→ Activities
a. In the post about Amy's teething, list every item the text says Amy chewed on.
b. Sum up the post about Amy's teething in two sentences.
c. From the post about Amy's teething, write out the passage starting with "My experience of" and going on through "for another ride.".

** Opening Excerpt block **

Amy wasn’t her usual sunny self when these top teeth were coming through. We used more teething pills and rubbed bonjela on her gums. I resorted to Panadol at night to help me sleep, I mean help Amy sleep! She chewed on rusks, teething rings and even ice cubes seemed to help. A few weeks went by and I realised just how bad it had been when suddenly Amy was chatty, cheerful and more importantly, she was sleeping again.

My experience of parenthood has been largely in retrospect with the gift of hindsight. What I mean is that its like a really fast, scarey rollercoaster that while you are on it, everything whirs past in a blur and you feel dizzy and sick at the same time as completely exhilarated! Its only when you are safely on the ground again, looking up at the ride that you realise how dangerous it was and how afraid you felt but because of the adrenalin still rushing through your body you almost feel brave enough to get on for another ride.

Amy’s next four teeth seemed to come at the same time. Just before we went away for Easter to Brisbane I noticed another bottom tooth was peeping through on her right side. At the same time the next top two came through which was largely a surprise because I was thinking that these might not appear, ever, due to a congenital missing lateral teeth thing in my family that skips a generation (me) and could be visited upon my children. Thankfully my Dad accepts full responsibility and has offered to pay for the orthodonist! So I was surprised to see these teeth until Mum mentioned that no one is quite sure how it works and although she might get her milk teeth through, she might end up missing the adult versions. At the same time as Amy was cutting these teeth she was also suffering from what might have been a slight ear infection and I took her to the Dr after a week of snotty noses and refusal to nap during the day. The Dr suggested I was better equipped to make a diagnosis on my own child and recommended I “keep an eye on her” for a few days before deciding whether or not to give her the antibiotics she prescribed, if I decided to use them. Very helpful, thank you useless Dr! In the end I gave her the muti and within a day she was back to her sunny self. Another case of standing at the bottom of the rollercoaster and realising quite how horrible the ride had been!

A very good friend once said to me that if a child is acting out of sorts, then its probably sick and this is excellent advice, albeit hard to remember when you are doing the loop-de-loop on a rollercoaster! Which brings us to why I have been thinking about teething again for the last few days. Amy has not been herself since the weekend. This phrase “not been herself” is slightly misleading considering she is only nine and three quarters of a month old and therefore isn’t really a self quite yet. But she has been miserable during the day and waking EVERY HOUR at night. As a result I conclude she is teething. Yesterday afternoon I gave her some Panadol after taking her temperature which was elevated. That in conjunction with a snotty nose, mouthful of dribble and general crankiness points towards more sleepless nights ahead for Ron and I.

The worst part? I still can’t find any evidence of these damn teeth but I do have a plaster on my finger from trying to find them!

** Closing Excerpt block **
** Opening Dataset block **

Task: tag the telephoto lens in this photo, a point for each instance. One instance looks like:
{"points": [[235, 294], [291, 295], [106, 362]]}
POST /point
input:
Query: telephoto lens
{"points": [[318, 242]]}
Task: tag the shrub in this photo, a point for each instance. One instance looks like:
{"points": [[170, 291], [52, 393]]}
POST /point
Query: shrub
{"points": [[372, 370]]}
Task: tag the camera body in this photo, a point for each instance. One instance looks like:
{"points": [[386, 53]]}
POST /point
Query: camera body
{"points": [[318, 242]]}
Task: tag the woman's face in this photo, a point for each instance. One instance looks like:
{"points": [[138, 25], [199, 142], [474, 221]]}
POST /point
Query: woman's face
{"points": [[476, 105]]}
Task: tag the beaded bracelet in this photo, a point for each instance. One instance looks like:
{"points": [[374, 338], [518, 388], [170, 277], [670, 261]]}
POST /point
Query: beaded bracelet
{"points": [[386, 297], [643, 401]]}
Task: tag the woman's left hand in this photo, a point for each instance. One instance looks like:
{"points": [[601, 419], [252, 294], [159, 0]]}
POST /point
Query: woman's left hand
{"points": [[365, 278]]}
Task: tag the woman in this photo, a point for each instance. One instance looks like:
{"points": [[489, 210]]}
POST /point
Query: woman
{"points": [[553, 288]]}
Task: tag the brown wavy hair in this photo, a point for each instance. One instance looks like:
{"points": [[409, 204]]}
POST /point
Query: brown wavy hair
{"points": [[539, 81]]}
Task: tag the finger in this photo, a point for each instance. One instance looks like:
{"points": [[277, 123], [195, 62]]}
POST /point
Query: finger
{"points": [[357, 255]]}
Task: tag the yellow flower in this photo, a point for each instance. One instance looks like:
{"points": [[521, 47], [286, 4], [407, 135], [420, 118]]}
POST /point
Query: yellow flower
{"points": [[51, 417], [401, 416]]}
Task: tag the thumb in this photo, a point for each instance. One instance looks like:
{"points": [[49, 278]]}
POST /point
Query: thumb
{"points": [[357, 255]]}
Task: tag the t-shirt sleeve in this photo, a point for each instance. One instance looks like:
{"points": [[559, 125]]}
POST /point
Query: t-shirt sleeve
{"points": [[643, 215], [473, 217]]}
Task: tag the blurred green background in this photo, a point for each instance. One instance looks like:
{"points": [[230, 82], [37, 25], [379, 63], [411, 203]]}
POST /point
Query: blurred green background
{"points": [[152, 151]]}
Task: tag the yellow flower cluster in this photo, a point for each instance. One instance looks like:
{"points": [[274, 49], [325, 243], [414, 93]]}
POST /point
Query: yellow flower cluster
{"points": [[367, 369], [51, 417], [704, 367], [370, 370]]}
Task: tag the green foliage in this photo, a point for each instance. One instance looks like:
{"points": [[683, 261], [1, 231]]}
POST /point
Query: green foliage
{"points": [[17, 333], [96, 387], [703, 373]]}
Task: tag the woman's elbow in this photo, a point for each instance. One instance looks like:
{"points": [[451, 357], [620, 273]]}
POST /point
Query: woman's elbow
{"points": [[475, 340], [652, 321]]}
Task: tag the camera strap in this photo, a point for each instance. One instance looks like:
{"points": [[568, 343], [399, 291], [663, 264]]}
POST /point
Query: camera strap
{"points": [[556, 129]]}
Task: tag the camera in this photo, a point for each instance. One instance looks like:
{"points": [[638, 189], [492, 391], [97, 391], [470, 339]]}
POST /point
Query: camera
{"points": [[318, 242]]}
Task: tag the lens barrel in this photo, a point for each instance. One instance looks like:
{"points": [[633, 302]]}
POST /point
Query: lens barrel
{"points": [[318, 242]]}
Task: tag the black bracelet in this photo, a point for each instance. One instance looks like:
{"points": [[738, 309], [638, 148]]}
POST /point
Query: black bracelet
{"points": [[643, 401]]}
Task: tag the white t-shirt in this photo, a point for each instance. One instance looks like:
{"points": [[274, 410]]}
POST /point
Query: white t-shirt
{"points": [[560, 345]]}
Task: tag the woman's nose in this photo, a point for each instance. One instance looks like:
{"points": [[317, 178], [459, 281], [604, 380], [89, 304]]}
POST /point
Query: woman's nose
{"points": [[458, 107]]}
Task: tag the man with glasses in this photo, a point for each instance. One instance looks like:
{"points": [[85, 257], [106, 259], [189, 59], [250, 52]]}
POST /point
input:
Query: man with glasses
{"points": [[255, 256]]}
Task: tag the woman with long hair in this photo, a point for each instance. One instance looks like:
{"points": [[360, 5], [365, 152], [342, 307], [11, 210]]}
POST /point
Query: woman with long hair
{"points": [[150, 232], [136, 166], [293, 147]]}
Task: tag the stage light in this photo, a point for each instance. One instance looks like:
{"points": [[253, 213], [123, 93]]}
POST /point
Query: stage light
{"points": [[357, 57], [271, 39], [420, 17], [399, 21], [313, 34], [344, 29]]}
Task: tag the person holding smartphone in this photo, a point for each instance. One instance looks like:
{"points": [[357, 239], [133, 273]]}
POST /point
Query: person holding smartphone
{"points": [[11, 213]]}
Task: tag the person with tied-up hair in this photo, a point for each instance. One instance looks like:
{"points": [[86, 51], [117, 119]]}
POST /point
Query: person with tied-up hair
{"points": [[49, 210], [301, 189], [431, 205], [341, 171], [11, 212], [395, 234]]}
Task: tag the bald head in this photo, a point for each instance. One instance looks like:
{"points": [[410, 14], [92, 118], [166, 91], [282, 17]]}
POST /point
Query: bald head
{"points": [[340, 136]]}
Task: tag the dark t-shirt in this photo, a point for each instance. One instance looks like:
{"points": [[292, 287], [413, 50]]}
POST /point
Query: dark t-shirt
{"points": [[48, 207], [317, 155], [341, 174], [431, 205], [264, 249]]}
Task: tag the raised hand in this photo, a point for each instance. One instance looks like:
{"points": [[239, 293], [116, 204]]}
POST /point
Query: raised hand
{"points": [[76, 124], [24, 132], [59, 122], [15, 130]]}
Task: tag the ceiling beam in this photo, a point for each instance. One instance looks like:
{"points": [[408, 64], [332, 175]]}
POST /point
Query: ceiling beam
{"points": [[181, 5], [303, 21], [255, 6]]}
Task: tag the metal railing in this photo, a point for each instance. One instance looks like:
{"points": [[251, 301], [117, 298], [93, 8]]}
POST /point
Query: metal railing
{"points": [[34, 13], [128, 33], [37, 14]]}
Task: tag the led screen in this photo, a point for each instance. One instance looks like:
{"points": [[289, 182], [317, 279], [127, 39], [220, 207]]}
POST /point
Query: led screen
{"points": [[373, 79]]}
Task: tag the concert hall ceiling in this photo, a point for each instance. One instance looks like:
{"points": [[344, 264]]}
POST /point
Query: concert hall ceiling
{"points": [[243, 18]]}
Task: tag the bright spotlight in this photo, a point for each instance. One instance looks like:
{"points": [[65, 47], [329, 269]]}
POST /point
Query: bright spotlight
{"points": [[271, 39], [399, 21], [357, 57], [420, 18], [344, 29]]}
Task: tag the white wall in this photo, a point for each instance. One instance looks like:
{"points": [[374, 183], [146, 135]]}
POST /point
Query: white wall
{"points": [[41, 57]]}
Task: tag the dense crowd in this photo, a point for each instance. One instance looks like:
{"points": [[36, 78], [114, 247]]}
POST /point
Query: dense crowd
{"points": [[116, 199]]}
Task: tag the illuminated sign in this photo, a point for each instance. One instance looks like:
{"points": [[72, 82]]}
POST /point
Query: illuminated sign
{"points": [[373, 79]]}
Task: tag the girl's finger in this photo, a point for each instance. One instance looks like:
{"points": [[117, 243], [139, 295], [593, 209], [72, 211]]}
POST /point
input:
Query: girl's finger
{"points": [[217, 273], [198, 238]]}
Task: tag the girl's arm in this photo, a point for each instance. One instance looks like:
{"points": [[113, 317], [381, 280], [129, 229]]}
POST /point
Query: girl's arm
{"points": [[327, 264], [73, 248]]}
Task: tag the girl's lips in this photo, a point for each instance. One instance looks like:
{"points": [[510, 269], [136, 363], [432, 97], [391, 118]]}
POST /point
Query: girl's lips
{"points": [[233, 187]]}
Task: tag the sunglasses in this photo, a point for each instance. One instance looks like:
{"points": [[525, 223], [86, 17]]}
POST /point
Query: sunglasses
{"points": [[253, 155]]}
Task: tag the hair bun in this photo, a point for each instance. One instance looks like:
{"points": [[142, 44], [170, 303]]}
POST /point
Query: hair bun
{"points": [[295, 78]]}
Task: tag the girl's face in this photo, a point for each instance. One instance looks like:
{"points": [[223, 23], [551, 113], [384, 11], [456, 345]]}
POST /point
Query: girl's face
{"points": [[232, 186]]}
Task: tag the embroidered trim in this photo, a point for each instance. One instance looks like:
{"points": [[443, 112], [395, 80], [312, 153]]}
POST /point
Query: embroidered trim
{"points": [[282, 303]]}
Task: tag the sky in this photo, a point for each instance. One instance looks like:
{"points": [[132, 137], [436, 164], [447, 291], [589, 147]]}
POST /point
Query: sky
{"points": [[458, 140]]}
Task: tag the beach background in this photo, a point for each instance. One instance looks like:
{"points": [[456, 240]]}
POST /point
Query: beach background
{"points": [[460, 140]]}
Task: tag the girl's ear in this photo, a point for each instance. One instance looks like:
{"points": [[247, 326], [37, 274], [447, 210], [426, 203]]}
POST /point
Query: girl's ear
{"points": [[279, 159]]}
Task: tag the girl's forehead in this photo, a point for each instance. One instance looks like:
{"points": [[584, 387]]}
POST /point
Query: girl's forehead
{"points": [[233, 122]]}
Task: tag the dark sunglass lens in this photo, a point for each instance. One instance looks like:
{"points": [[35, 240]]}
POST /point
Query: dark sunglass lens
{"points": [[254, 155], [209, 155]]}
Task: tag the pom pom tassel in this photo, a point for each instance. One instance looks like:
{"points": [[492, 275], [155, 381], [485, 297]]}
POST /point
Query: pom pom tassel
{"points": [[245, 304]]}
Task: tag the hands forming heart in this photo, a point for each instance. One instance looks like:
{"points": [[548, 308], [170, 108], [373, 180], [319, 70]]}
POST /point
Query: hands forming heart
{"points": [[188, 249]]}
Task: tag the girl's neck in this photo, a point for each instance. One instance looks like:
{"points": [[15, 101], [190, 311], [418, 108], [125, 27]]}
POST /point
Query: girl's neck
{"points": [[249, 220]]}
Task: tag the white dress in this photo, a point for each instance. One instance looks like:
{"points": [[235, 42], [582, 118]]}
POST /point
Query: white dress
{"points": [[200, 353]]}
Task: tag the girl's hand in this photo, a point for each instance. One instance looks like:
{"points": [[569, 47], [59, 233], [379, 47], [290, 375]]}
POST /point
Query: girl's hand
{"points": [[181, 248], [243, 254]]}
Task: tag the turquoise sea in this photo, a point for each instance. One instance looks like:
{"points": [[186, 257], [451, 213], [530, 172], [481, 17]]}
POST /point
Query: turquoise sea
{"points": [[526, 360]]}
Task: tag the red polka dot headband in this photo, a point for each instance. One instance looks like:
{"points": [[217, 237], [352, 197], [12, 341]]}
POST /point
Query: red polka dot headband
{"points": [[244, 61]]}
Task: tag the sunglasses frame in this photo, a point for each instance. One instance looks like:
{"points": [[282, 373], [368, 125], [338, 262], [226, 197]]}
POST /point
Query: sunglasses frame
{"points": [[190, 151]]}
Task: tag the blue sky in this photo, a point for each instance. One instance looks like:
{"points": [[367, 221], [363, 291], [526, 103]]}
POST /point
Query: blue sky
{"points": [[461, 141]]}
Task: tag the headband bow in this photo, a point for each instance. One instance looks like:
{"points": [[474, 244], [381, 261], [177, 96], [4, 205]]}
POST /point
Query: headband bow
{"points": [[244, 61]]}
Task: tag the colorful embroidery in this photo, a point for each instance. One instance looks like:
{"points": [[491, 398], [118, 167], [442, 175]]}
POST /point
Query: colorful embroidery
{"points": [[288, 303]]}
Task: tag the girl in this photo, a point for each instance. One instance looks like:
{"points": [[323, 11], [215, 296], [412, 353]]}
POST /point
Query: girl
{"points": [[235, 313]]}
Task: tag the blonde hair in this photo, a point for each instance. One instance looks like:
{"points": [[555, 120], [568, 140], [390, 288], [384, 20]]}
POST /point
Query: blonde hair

** Closing Dataset block **

→ Answers to the tasks
a. rusks, teething rings, ice cubes

b. The writer describes how hard Amy's teething has been, with remedies such as teething pills, bonjela and Panadol, and a doctor visit for a possible ear infection while four teeth came at once. Comparing parenthood to a rollercoaster whose scariness is only clear afterward, the writer now suspects Amy is teething again because she is miserable and waking every hour at night, though no new teeth can be found yet.

c.
My experience of parenthood has been largely in retrospect with the gift of hindsight. What I mean is that its like a really fast, scarey rollercoaster that while you are on it, everything whirs past in a blur and you feel dizzy and sick at the same time as completely exhilarated! Its only when you are safely on the ground again, looking up at the ride that you realise how dangerous it was and how afraid you felt but because of the adrenalin still rushing through your body you almost feel brave enough to get on for another ride.